▶ Work task: Transcribe the listing in full, excluding any pictures.

▶ Input for this task:
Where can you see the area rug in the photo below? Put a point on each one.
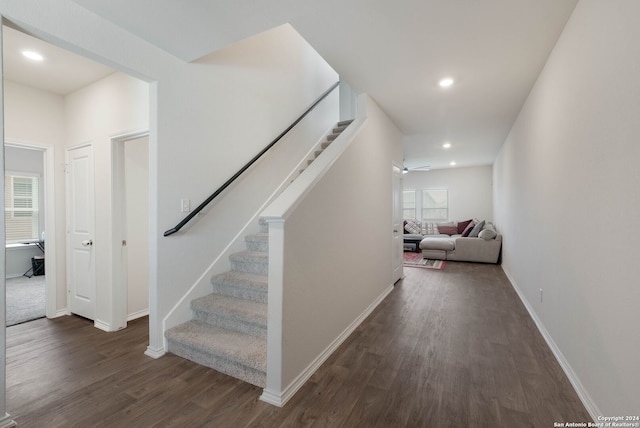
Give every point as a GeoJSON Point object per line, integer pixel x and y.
{"type": "Point", "coordinates": [416, 260]}
{"type": "Point", "coordinates": [25, 299]}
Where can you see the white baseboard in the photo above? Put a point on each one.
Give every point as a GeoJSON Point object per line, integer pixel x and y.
{"type": "Point", "coordinates": [154, 353]}
{"type": "Point", "coordinates": [280, 398]}
{"type": "Point", "coordinates": [60, 313]}
{"type": "Point", "coordinates": [102, 325]}
{"type": "Point", "coordinates": [139, 314]}
{"type": "Point", "coordinates": [7, 422]}
{"type": "Point", "coordinates": [584, 396]}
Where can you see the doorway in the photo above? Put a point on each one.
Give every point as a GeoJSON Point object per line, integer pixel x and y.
{"type": "Point", "coordinates": [33, 162]}
{"type": "Point", "coordinates": [131, 222]}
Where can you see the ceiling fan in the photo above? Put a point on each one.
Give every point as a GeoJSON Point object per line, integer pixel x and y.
{"type": "Point", "coordinates": [416, 168]}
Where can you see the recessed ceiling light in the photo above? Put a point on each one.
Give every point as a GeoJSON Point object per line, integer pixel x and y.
{"type": "Point", "coordinates": [34, 56]}
{"type": "Point", "coordinates": [446, 82]}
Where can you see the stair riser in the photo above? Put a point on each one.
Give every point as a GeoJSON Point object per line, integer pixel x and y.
{"type": "Point", "coordinates": [244, 265]}
{"type": "Point", "coordinates": [257, 244]}
{"type": "Point", "coordinates": [223, 365]}
{"type": "Point", "coordinates": [233, 324]}
{"type": "Point", "coordinates": [240, 292]}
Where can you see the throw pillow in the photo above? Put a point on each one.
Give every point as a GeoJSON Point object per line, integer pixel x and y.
{"type": "Point", "coordinates": [413, 226]}
{"type": "Point", "coordinates": [462, 225]}
{"type": "Point", "coordinates": [448, 230]}
{"type": "Point", "coordinates": [467, 230]}
{"type": "Point", "coordinates": [487, 234]}
{"type": "Point", "coordinates": [431, 229]}
{"type": "Point", "coordinates": [476, 230]}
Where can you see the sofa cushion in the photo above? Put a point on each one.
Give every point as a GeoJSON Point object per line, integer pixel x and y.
{"type": "Point", "coordinates": [476, 230]}
{"type": "Point", "coordinates": [462, 225]}
{"type": "Point", "coordinates": [487, 234]}
{"type": "Point", "coordinates": [413, 226]}
{"type": "Point", "coordinates": [444, 244]}
{"type": "Point", "coordinates": [448, 230]}
{"type": "Point", "coordinates": [467, 230]}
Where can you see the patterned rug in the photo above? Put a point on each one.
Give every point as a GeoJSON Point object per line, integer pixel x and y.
{"type": "Point", "coordinates": [416, 260]}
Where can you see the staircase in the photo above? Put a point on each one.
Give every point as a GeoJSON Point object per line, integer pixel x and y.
{"type": "Point", "coordinates": [341, 126]}
{"type": "Point", "coordinates": [228, 331]}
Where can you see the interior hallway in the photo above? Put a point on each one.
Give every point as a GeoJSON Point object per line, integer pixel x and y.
{"type": "Point", "coordinates": [449, 348]}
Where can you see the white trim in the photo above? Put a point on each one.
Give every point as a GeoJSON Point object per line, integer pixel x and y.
{"type": "Point", "coordinates": [154, 353]}
{"type": "Point", "coordinates": [280, 398]}
{"type": "Point", "coordinates": [583, 394]}
{"type": "Point", "coordinates": [139, 314]}
{"type": "Point", "coordinates": [102, 326]}
{"type": "Point", "coordinates": [7, 422]}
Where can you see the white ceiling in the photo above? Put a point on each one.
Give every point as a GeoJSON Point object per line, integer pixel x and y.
{"type": "Point", "coordinates": [61, 72]}
{"type": "Point", "coordinates": [394, 51]}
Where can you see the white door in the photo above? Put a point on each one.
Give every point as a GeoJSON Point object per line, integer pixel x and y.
{"type": "Point", "coordinates": [397, 233]}
{"type": "Point", "coordinates": [136, 194]}
{"type": "Point", "coordinates": [81, 266]}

▶ Your response:
Where can you see the area rug in the photo below? Put a point on each one.
Give every point as a GeoJSON Point object per line, integer pixel x and y.
{"type": "Point", "coordinates": [416, 260]}
{"type": "Point", "coordinates": [25, 299]}
Where can you see the white baseboard in the photo above? Put a point on each one.
Give every point as a GeoJSON Point object per line, integer pixel x and y.
{"type": "Point", "coordinates": [154, 353]}
{"type": "Point", "coordinates": [280, 398]}
{"type": "Point", "coordinates": [60, 313]}
{"type": "Point", "coordinates": [102, 325]}
{"type": "Point", "coordinates": [139, 314]}
{"type": "Point", "coordinates": [7, 422]}
{"type": "Point", "coordinates": [584, 396]}
Where can you see the doorway in the photo above? Put a point on each one.
Give every point as a GeoJSON Point object per line, integer pixel x and y.
{"type": "Point", "coordinates": [33, 162]}
{"type": "Point", "coordinates": [131, 222]}
Where can you see the ceiling fan in the photo above? Put a point on each one.
Give every point as a GeoJSON Point object per line, integer pixel x and y.
{"type": "Point", "coordinates": [416, 168]}
Where can you see the recessed ceiling light in the photo above? Put a point on each one.
Give every point as a GeoJSON Point object per line, integer pixel x and y.
{"type": "Point", "coordinates": [34, 56]}
{"type": "Point", "coordinates": [446, 82]}
Where can you see the stair riser in the photo above? Put a point on each one.
Give every point as a GeoJSON Point object per line, integer pixel x and y.
{"type": "Point", "coordinates": [244, 265]}
{"type": "Point", "coordinates": [257, 244]}
{"type": "Point", "coordinates": [223, 365]}
{"type": "Point", "coordinates": [233, 324]}
{"type": "Point", "coordinates": [240, 292]}
Where can you see the throw pillow in the photo above? Put a point on each one.
Give every point as a GeoJSON Point object per line, integer pixel x and y.
{"type": "Point", "coordinates": [413, 226]}
{"type": "Point", "coordinates": [462, 225]}
{"type": "Point", "coordinates": [448, 230]}
{"type": "Point", "coordinates": [467, 230]}
{"type": "Point", "coordinates": [487, 234]}
{"type": "Point", "coordinates": [431, 229]}
{"type": "Point", "coordinates": [476, 230]}
Where can you see the sofa cushion in the photo above? Put a point on each one.
Give every point as a GeoJSON Point object per line, integer pixel x and y.
{"type": "Point", "coordinates": [476, 230]}
{"type": "Point", "coordinates": [462, 225]}
{"type": "Point", "coordinates": [487, 234]}
{"type": "Point", "coordinates": [413, 226]}
{"type": "Point", "coordinates": [444, 244]}
{"type": "Point", "coordinates": [448, 230]}
{"type": "Point", "coordinates": [467, 230]}
Where can you see the patterned rug in the photo above? Put a point on each one.
Give every point as a GeoJSON Point object per line, integer pixel x and y.
{"type": "Point", "coordinates": [416, 260]}
Where can you see the staircase in the photo above? Put a point on each one.
Give every point as a GeoJSON Point object per line, integer pixel x and y.
{"type": "Point", "coordinates": [341, 126]}
{"type": "Point", "coordinates": [228, 331]}
Where can you see the interior hallway in the photo above? Put a point on each one.
Give every point as a GeoJSON Point object per line, integer pixel x and y.
{"type": "Point", "coordinates": [449, 348]}
Where can you see the white trim in the photo above? Put a point on each one.
Give every point as a GeoJSON Point object per line, integer pixel x and y.
{"type": "Point", "coordinates": [154, 353]}
{"type": "Point", "coordinates": [280, 398]}
{"type": "Point", "coordinates": [583, 394]}
{"type": "Point", "coordinates": [139, 314]}
{"type": "Point", "coordinates": [102, 326]}
{"type": "Point", "coordinates": [7, 422]}
Where can you see the white ceiling in the photo above? Put a point on each one.
Give every point as a GeoJSON Point object per line, integer pixel x and y.
{"type": "Point", "coordinates": [61, 72]}
{"type": "Point", "coordinates": [394, 51]}
Where can you see the white door in the photo above? Put a point on each one.
Give every point as a GeoJSON Point object per line, integer pixel x and y.
{"type": "Point", "coordinates": [397, 233]}
{"type": "Point", "coordinates": [136, 194]}
{"type": "Point", "coordinates": [81, 266]}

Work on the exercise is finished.